* Document source:
Du Sahara à l’Élysée – Mémoires d’un parachutiste
Du Sahara à l’Élysée – Mémoires d’un parachutiste
Après l’amiral Coldefy, un autre ancien directeur de la Revue Défense Nationale publie ses Mémoires, ce qui ne pourra que susciter l’intérêt des lecteurs de la RDN. Il s’agit du général Quesnot.
S’il est vrai que des Mémoires reflètent souvent la personnalité de leur auteur, alors, il est possible, à la lecture de ceux du général Quesnot, saint-cyrien de la promotion maréchal Bugeaud (1958-1960), d’affirmer que son tempérament repose sur trois piliers : une imagination débordante pouvant aller jusqu’à l’originalité ; un sens de la discipline formelle tout relatif, dans la mesure où, dès lors que le bien du service ou le succès des armes de la France, selon la formule consacrée, lui préféraient la désobéissance, le colonel ou le général Quesnot ne s’est jamais posé de problème métaphysique pour ne pas toujours obéir, le petit doigt sur la couture du pantalon, aux ordres reçus ; ainsi qu’un sens fort de la fidélité en amitié.
Mais avant d’analyser cette personnalité, riche et complexe, à travers son livre de Mémoires, il faut bien considérer que Christian Quesnot, c’est avant tout un régiment, le 17e Régiment du génie parachutiste (RGP). Il y a servi, dès sa sortie d’application, en 1961, jusqu’à la fin de son temps de commandement, en 1984. De sous-lieutenant à colonel, mis à part un séjour de deux ans dans le génie saharien, à Reggane, il y a effectué toutes ses affections en corps de troupe comme chef de section, capitaine commandant, chef du bureau opération instruction (BOI) et, consécration suprême, chef de corps. Jusqu’à sa démission de l’armée, en 1995, il s’est attaché à suivre « son » régiment et à avoir son mot à dire dans la carrière de ses officiers, voire dans la désignation du chef de corps.

* Lignes de données:
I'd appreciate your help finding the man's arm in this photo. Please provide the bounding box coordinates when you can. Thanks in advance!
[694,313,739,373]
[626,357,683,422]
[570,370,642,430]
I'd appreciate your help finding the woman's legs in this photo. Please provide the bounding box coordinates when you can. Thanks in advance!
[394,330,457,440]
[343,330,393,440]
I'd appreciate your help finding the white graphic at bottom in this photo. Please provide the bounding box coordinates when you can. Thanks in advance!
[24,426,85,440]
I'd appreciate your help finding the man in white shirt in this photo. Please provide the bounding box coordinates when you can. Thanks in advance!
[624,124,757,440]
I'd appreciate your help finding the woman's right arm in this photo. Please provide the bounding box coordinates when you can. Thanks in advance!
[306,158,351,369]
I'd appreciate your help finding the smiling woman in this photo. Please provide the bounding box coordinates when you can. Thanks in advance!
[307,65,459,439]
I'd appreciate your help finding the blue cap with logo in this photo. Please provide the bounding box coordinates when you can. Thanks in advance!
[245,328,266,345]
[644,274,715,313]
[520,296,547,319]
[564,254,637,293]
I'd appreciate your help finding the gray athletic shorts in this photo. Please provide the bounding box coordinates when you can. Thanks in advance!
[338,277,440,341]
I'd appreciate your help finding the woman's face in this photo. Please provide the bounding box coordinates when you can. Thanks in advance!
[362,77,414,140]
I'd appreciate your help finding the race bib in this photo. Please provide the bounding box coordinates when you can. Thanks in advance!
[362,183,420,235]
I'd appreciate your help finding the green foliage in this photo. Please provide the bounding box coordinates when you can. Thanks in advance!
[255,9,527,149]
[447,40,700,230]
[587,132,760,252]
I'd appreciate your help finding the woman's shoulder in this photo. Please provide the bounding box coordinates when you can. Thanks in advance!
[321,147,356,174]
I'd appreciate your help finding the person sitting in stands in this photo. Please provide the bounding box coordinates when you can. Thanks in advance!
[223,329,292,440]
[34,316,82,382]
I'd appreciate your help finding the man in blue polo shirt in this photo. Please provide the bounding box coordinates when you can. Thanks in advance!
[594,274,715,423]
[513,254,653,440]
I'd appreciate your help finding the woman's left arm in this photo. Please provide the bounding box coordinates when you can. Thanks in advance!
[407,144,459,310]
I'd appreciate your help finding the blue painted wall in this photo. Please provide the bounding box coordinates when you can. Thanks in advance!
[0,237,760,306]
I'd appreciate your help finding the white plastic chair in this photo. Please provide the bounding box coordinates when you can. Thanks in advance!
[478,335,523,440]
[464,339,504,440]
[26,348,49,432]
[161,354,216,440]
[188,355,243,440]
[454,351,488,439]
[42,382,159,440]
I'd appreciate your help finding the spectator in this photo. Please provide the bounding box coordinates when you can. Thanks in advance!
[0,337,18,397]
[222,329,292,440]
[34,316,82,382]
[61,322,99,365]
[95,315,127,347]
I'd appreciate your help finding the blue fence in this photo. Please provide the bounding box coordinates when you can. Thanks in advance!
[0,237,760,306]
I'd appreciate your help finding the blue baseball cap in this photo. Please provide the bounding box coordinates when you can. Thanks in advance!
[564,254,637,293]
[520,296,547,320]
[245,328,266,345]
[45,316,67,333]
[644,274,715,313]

* Consigne écrite A:
Répondez à ces questions d'après le texte sur les Mémoires du général Quesnot :
(i) À quelle promotion de Saint-Cyr appartient-il ?
(ii) Dans quelle localité a-t-il passé deux ans au génie saharien ?
(iii) En quelle année a-t-il démissionné de l'armée ?
* Consigne écrite B: Reprenez le texte sur les Mémoires du général Quesnot là où il s'arrête et poursuivez-le.
Vous n'avez pas besoin de la liste.

* Réponse finale A:
(i) La promotion maréchal Bugeaud (1958-1960).
(ii) À Reggane.
(iii) En 1995.

* Réponse finale B:
L’imagination a toujours été, pour le général Quesnot, une sorte de seconde nature. Il en donne quelques exemples dans son ouvrage. À sa sortie de l’École de Guerre, il est affecté à l’EMAT où il ne tarde pas à rejoindre le bureau planification finances (BPF), alors dirigé par le colonel Furcy Houdet (qui terminera sa carrière général d’armée, commandant en chef des forces françaises en Allemagne). Constatant les défauts de fonctionnement internes de l’état-major, il propose à son chef de bureau de lancer et de réaliser un véritable audit de l’ensemble de l’EMAT. Ce qui fut fait, avalisé par le chef de BPF, qui l’emmène présenter les résultats de son étude au général Lagarde, chef d’état-major emblématique s’il en est, qui lui confie que, s’il approuve ses conclusions, même en mettant tout le poids de son autorité dans la balance, il ne parviendrait pas à réaliser 10 % de ce que lui propose le lieutenant-colonel Quesnot. Moyennant quoi, le BPF s’est retrouvé au cœur du système, ce dont ont profité tous les successeurs du général Houdet, le colonel Quesnot y compris, dix ans plus tard.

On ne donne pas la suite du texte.